WORK TO COMPLETE:
Repeat word for word every line of the data below, from the first through the line containing "Target class: green leaf.", and stop there.

*** EXCERPTED DATA

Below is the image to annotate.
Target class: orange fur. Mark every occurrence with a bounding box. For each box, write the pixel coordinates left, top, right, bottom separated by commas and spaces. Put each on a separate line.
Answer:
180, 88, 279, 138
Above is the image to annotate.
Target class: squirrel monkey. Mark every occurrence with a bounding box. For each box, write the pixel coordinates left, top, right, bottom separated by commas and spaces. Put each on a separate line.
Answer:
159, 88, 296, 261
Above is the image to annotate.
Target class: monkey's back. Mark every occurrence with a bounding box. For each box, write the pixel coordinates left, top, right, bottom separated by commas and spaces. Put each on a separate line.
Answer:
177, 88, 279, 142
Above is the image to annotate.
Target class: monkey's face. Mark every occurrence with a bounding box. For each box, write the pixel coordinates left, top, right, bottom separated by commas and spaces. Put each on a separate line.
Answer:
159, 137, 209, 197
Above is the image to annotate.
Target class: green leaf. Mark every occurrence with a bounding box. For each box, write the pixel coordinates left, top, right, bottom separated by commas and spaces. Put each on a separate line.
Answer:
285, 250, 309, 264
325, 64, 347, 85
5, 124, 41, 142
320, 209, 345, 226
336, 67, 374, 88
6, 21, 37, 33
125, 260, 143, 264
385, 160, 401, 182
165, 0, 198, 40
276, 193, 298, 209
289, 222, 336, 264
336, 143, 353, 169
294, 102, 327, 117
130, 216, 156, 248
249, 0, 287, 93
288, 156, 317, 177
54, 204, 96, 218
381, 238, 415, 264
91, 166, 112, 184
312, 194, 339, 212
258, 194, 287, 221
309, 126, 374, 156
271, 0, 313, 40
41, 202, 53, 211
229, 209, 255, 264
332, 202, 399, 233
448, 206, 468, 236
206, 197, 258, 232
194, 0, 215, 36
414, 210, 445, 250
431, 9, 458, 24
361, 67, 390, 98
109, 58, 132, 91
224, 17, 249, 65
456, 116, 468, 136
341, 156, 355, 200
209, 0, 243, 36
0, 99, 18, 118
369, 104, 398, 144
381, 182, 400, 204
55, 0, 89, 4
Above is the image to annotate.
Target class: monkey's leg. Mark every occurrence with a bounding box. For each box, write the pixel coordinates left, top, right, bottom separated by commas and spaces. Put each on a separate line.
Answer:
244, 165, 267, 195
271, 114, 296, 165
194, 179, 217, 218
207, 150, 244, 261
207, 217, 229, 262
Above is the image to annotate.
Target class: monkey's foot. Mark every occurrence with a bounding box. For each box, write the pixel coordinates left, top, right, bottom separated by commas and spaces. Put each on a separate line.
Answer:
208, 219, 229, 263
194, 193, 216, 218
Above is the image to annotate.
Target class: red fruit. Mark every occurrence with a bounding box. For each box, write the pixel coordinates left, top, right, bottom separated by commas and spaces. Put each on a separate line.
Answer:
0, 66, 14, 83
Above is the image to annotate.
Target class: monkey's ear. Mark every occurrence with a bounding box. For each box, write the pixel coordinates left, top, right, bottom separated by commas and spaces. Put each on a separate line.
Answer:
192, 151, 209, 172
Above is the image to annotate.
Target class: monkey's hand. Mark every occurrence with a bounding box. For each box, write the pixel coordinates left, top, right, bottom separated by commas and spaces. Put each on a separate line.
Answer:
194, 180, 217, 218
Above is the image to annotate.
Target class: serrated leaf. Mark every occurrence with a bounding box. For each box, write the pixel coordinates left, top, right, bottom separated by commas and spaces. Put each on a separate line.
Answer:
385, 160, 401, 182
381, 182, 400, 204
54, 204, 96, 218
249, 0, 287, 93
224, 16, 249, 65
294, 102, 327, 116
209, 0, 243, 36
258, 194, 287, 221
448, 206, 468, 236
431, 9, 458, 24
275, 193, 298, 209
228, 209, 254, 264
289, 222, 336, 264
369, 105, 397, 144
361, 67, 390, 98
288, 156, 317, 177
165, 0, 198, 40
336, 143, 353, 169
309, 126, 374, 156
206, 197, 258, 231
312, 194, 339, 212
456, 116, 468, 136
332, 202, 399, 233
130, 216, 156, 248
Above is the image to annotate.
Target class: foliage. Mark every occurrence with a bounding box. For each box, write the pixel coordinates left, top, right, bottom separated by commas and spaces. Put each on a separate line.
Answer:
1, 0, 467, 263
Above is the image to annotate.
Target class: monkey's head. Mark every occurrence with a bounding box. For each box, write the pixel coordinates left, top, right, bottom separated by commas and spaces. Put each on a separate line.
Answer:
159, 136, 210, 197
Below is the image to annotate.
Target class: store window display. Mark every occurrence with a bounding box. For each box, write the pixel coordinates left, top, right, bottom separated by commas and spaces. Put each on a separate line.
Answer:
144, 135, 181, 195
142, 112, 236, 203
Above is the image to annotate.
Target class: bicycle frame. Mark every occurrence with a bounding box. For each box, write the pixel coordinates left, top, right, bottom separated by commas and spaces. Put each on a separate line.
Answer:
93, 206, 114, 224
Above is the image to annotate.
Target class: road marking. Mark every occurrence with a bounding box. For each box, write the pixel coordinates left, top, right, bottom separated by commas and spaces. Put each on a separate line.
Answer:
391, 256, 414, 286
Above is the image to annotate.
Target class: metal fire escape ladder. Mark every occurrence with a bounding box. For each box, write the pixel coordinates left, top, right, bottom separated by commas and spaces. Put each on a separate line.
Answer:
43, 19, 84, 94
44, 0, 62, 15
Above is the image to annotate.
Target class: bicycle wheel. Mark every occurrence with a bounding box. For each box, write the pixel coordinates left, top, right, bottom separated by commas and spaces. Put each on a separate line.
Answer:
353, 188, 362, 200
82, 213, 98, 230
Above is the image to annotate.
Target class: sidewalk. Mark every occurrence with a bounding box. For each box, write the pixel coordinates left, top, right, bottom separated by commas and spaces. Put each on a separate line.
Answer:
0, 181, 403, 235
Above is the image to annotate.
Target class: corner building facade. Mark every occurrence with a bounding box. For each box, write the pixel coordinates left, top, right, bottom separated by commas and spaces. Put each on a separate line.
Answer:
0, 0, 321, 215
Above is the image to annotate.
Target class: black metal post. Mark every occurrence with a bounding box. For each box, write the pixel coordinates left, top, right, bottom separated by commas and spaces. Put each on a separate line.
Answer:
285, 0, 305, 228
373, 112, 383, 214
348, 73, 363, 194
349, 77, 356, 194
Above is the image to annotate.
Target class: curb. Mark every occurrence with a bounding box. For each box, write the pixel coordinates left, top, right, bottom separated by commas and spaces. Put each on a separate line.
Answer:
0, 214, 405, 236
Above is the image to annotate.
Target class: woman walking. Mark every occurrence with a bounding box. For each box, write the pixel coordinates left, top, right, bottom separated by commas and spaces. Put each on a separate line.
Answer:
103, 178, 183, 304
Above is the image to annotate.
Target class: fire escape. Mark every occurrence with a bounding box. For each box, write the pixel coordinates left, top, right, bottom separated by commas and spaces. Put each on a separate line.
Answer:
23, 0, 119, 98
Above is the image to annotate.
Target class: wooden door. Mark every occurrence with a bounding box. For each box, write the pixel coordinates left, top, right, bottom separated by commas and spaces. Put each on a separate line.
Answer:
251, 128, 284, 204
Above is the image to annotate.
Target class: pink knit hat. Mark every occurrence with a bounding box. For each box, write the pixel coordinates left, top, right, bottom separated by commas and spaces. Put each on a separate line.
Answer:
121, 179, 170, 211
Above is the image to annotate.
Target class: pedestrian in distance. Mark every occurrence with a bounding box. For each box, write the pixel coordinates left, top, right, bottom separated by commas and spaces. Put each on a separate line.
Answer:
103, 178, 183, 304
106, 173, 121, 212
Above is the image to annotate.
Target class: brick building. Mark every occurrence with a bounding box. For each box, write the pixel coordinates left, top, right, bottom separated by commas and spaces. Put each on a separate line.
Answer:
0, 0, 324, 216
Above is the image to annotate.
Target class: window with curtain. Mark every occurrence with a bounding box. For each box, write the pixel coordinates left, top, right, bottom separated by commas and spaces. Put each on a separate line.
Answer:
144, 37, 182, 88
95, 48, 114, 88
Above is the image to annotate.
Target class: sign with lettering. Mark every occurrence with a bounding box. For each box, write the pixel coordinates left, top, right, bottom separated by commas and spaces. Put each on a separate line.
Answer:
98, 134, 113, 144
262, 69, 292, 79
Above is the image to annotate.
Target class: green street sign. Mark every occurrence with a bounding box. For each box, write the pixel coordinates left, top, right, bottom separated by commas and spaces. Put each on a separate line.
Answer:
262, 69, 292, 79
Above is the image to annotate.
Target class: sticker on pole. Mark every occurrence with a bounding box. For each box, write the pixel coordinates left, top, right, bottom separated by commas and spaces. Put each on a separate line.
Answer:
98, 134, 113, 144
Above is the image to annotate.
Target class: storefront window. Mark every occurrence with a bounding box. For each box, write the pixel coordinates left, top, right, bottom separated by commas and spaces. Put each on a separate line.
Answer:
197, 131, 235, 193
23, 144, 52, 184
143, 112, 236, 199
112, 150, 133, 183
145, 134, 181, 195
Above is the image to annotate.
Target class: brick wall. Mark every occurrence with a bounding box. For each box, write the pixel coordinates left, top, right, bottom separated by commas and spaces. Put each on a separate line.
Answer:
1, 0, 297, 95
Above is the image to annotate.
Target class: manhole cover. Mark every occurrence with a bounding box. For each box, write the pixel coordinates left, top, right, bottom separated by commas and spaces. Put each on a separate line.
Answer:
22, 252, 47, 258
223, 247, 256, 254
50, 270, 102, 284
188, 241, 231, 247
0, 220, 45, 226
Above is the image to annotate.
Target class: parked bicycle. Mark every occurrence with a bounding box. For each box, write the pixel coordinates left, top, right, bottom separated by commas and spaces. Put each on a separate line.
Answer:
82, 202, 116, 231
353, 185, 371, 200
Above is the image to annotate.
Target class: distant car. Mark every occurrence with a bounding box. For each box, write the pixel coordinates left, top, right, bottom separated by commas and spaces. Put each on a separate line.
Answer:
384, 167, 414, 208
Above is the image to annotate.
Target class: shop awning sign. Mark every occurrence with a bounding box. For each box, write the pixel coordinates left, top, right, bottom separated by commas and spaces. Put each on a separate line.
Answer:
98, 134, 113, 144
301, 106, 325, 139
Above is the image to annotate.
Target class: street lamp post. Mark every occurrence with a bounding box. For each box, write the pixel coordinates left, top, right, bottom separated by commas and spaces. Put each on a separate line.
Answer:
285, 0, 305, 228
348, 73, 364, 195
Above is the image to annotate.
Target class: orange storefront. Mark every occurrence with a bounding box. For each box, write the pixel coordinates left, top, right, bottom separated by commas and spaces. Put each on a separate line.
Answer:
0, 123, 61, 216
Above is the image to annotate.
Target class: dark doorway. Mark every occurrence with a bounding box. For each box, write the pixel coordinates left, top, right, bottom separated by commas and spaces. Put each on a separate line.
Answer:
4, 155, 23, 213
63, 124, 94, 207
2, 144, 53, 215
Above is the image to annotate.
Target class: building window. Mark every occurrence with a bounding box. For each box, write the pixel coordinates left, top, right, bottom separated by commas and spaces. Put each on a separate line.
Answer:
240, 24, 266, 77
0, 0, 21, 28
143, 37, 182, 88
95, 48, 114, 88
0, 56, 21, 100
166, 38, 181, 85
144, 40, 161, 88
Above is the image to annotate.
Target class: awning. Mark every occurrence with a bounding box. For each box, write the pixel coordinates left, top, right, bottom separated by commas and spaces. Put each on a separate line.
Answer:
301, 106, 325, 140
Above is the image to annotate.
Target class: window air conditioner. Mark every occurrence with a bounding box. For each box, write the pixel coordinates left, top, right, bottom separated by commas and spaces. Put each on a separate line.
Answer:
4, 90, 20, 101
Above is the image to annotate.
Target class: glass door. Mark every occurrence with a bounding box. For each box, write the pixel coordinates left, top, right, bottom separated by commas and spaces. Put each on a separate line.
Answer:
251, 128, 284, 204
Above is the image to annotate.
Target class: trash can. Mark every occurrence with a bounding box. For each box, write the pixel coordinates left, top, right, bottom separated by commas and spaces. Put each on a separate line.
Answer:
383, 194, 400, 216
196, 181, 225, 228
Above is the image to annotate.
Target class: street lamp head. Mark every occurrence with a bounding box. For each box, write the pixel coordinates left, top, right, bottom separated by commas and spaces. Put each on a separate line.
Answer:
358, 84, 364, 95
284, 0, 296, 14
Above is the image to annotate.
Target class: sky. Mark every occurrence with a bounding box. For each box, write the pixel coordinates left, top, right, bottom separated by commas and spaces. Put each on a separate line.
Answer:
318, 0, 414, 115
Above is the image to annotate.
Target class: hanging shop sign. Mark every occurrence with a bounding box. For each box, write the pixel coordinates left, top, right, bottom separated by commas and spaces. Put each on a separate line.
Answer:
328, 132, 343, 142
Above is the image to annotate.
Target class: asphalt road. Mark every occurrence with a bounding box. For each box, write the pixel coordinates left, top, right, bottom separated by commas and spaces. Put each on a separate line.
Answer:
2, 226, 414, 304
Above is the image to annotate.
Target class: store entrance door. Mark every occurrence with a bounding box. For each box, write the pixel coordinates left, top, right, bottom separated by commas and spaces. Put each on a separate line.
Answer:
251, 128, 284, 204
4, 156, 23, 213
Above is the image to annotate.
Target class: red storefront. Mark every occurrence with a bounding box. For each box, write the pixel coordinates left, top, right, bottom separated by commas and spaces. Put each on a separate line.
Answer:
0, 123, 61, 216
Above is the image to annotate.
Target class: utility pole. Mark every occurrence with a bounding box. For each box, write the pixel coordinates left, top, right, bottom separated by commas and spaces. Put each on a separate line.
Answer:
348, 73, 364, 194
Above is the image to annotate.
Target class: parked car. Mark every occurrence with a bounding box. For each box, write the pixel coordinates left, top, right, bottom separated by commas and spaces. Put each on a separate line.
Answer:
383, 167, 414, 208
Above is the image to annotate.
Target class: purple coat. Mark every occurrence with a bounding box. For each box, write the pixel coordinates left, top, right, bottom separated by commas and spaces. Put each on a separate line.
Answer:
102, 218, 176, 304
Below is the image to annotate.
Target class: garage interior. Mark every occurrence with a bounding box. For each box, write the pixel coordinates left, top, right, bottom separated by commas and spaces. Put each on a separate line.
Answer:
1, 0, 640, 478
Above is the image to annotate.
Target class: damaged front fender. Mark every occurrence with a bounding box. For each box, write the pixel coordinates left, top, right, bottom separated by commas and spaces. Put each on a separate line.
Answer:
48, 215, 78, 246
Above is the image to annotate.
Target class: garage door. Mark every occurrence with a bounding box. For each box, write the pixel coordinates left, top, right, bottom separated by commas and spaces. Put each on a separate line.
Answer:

******

ANSWER FOR THIS EXERCISE:
Below is the image to annotate.
Target class: orange fur. Mark every occurrence with a bounding box. For each box, write the pixel coordinates left, top, right, bottom separated by commas and spaces. Put each on a separate line.
Answer:
180, 88, 279, 138
Above is the image to annotate.
Target class: squirrel monkey. Mark every occurrence with a bounding box. For each box, write the pixel coordinates left, top, right, bottom separated by commas and spaces. Put each on a separate line.
Answer:
159, 88, 296, 261
Above is the image to annotate.
Target class: monkey's back. Mark every occurrence with a bounding box. For each box, write the pixel coordinates left, top, right, bottom separated by commas and spaces. Put each on a separate line.
Answer:
177, 88, 279, 142
Above is the image to annotate.
Target class: monkey's face. Mark every occurrence with a bounding box. For each box, write the pixel coordinates left, top, right, bottom separated by commas and spaces. Put each on a separate line.
Answer:
159, 137, 209, 197
Above is the image to annotate.
Target class: green leaf. Mark every occurrence with a bounding box. For each box, write the pixel coordinates left, top, right, bottom separated by commas and spaces. Put each on a separate line.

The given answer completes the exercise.